---------- Document extract
It was three years ago this month that Timothy Treadwell and his girlfriend were mauled to death by a grizzly bear in the Alaskan wilderness.

I thought about Treadwell and a conversation I had with him years ago as I watched, earlier last week, the 2005 documentary “Grizzly Man” by director Werner Herzog.

Herzog put together an amazing film about Treadwell who devoted his adult life to the study of grizzly bears in Alaska’s Katmai National Park. Using Treadwell’s own video footage, the documentary focuses on his final days.

On Oct. 6, 2003, a bush pilot discovered that Treadwell and a friend, Amie Huguenard, had been attacked and killed at their campsite by one or more brown bears.

From 1990 to 2003, Treadwell spent his summers camping with the brown bears, photographing and video-taping them and himself. He was supremely and mistakenly confident in his ability to live safely among the bears.

He grew up in New York but settled in Southern California in the early 1980s. He wanted to be an actor and his family said he was crushed when he failed to land a part on the sitcom Cheers.

Instead, he became a minor wildlife celebrity. He was enormously enthusiastic about his beloved bears and gave them names like “Mr. Chocolate” and “Taffy.” He was a good looking man with messy blond hair who spoke in a feminine voice and was prone to repeating himself in his many self-taped interviews saying things like: “I love them! I love them! I love them!”

But in some corner of his mind he must have known that he was playing a game of luck and in time his luck would run out. He makes a few references to “if something happens.”
--------------------
---------- Stored rows
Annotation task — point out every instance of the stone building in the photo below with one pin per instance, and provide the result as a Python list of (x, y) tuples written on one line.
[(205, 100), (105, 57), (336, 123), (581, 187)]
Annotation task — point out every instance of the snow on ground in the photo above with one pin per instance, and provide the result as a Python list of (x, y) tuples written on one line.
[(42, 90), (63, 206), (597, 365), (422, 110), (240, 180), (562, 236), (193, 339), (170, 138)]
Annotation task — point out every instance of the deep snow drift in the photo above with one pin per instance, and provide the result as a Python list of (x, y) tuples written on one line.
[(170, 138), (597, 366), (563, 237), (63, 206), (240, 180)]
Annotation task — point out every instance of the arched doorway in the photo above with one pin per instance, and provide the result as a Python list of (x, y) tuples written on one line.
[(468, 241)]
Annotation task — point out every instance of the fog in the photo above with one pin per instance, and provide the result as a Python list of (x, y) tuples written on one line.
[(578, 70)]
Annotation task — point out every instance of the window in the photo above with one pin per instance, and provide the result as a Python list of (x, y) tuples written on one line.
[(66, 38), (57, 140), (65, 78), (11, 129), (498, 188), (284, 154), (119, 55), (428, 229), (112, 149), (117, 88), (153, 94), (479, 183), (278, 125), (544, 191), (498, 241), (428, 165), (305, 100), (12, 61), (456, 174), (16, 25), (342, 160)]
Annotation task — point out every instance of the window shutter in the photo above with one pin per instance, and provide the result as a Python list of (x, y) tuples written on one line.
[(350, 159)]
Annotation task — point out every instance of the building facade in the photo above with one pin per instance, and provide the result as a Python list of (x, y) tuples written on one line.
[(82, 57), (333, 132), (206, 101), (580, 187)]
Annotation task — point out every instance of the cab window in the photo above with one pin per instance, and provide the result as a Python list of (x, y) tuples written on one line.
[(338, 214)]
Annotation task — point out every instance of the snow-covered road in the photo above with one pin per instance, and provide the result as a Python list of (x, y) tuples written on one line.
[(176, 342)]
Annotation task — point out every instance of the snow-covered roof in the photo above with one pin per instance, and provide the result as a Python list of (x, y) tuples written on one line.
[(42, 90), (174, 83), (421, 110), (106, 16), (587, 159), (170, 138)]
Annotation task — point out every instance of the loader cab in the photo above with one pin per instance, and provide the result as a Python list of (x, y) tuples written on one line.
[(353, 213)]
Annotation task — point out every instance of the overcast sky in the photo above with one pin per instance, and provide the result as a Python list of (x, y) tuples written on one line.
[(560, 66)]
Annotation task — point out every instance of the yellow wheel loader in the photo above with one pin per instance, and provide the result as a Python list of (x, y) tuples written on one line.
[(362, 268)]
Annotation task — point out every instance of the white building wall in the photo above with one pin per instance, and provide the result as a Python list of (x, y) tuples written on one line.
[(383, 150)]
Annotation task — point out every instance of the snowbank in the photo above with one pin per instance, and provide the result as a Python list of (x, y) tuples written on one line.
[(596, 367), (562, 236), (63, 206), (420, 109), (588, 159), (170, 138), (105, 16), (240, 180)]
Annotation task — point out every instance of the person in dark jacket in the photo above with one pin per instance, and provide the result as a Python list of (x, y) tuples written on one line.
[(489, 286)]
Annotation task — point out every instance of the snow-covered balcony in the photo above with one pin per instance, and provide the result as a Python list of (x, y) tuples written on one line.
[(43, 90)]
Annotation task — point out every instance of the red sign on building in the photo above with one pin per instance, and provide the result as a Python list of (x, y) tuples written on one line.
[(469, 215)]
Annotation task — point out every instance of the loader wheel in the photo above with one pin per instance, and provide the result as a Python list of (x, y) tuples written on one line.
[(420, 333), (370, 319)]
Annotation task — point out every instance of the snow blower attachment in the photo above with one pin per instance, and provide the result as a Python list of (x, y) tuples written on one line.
--------------------
▸ Your tasks
• a. Duplicate everything in the Timothy Treadwell piece from "I thought about" down to "director Werner Herzog.".
• b. Write the next part of the Timothy Treadwell piece, continuing on from its last sentence.

▸ Set of answers
• a.
I thought about Treadwell and a conversation I had with him years ago as I watched, earlier last week, the 2005 documentary “Grizzly Man” by director Werner Herzog.

• b.
And inevitably something did happen. Apparently, their horrific deaths were taped. The camcorder at the campsite was turned on. The lens cap was not removed but there is an audio recording of their last several minutes -- Treadwell yelling at Amie to run and Amie screaming…and then screaming even louder.

After his death, some people suggested he profited from his efforts to protect the grizzlies and stashed money away in his non-profit organization Grizzly People headquartered in Malibu.

I don’t think so. When he was on a book tour promoting “Among Grizzlies,” he couldn’t afford a phone call between Davis and San Francisco.

Treadwell, then 36, contacted me from a pay phone outside his hotel in San Francisco’s Tenderloin, and asked me to call him back. At that time his publisher Ballantine didn’t consider him a name author worthy of being put up at the St. Francis.

He was on the road to promote the paperback edition of his book – which describes how he became a bear fanatic and what it’s like camping in the Alaskan wilds with only bears and a too-friendly fox for company.

I remember asking Treadwell the obvious question – wasn’t he foolish and foolhardy?

“After all, it would only take one whack of grizzly’s paw and goodbye, Tim,” I wrote in my 1999 column.

"I’m much more likely to be killed by an angry sport hunter than a bear," he said decisively. "I’m in more danger here in San Francisco."

Treadwell let me know right away that he was not a scientist and that his life with bears came from his heart, not his head. Still, I asked him if his hours and hours of on-site observation had added anything to bear science.

"Well," he said, "I’ve observed the social culture of grizzly bears, their hierarchy and their recognition of that hierarchy. I’ve seen one bear, Taffy, use a stick in a crude tool-like fashion to scratch her back. Bears have 21 basic body signals. And, hmmm. What are some bear myths? Well, it’s true that dominant males do sometimes kill cubs but it’s overstated and blown out of proportion. There’s no reason or advantage for it, the female will not then mate with the male.

“Oh, and bears do run downhill, very fast. Never run from a bear. They can be ferocious, dangerous animals but they are also shy, gentle giants."

The question I asked him in 1999 was: Why? Why does he camp by himself with only bears for company in an undisclosed location so remote that he sometimes doesn’t talk to another human being for more than a month?

"I’m their lifeguard," he said. "I’m there to keep the poachers and sport hunters away.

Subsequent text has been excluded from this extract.